» **Selected passage**
*** Begin section ***

September 5, 2017 at 3:32 p.m.
"It's a rarity to have them," Bernie Manderfeld said. "We've always had good luck with the breed."
Although the Milking Shorthorn breed is a staple at the Manderfeld's farm, the native genetic Milking Shorthorn breed is one of the seven cattle breeds on the Livestock Conservancy's critical list.
According to Jeannette Beranger, research and technical program manager with the Livestock Conservancy, a livestock breed will go on their list if there are fewer than 200 registrations with an estimated global population of less than 2,000.
"This gives us a category to focus our efforts on and know what needs the most work," Beranger said.
According to Cory Salzl, the executive secretary of the American Milking Shorthorn Society, there were 3,122 registrations for the Milking Shorthorn breed in 2012.
"Registrations have been very consistent over the last several years," Salzl said.
However, most of those registrations are not native registrations.
The native Milking Shorthorn breed was predominantly a dual-purpose breed.
"In 1949, the dairy and beef spectrums split in the organization," Salzl said. "Fewer breeders were focusing on the dual-purpose aspect."
By the 1950s, the Milking Shorthorn herd book was opened up. This allowed the breed to be crossed with other breeds. The producers wanting to focus on meat could cross breed to enhance those traits and producers focusing on dairy could cross to increase milk production.

*** End section ***

» **Information supplied**
*** Begin section ***

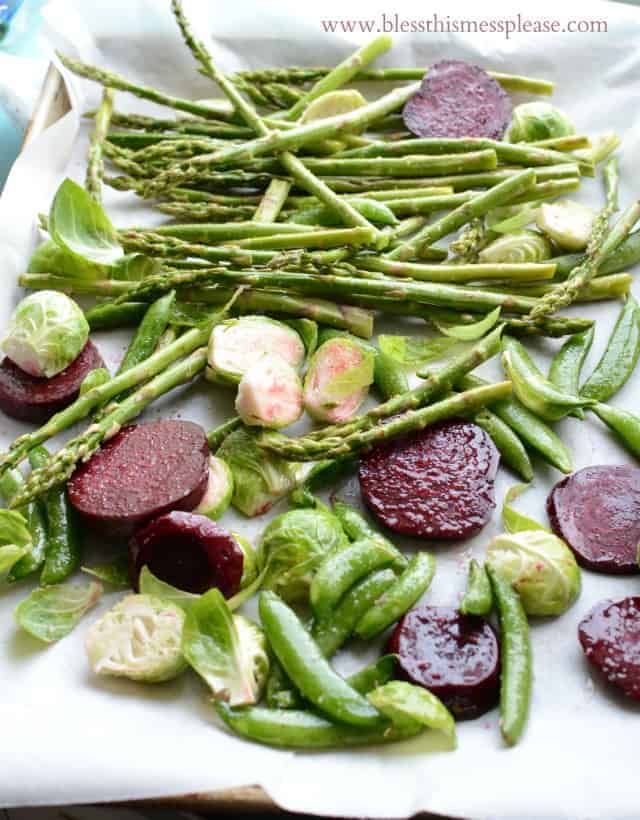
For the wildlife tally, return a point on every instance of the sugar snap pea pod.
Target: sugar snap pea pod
(342, 569)
(620, 357)
(309, 670)
(331, 632)
(151, 328)
(297, 729)
(216, 436)
(399, 597)
(62, 554)
(511, 449)
(532, 388)
(624, 424)
(531, 429)
(515, 682)
(10, 484)
(390, 379)
(478, 599)
(109, 316)
(566, 365)
(94, 378)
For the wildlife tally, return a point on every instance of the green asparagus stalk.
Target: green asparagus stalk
(112, 80)
(341, 74)
(101, 394)
(461, 404)
(478, 206)
(95, 164)
(62, 464)
(290, 162)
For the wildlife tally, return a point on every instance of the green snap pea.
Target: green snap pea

*** End section ***

» **Problem to solve**
Reproduce verbatim the passage of the Milking Shorthorn article above, starting with "The native Milking" and going on through "increase milk production.".

» **Response to the task**
The native Milking Shorthorn breed was predominantly a dual-purpose breed.
"In 1949, the dairy and beef spectrums split in the organization," Salzl said. "Fewer breeders were focusing on the dual-purpose aspect."
By the 1950s, the Milking Shorthorn herd book was opened up. This allowed the breed to be crossed with other breeds. The producers wanting to focus on meat could cross breed to enhance those traits and producers focusing on dairy could cross to increase milk production.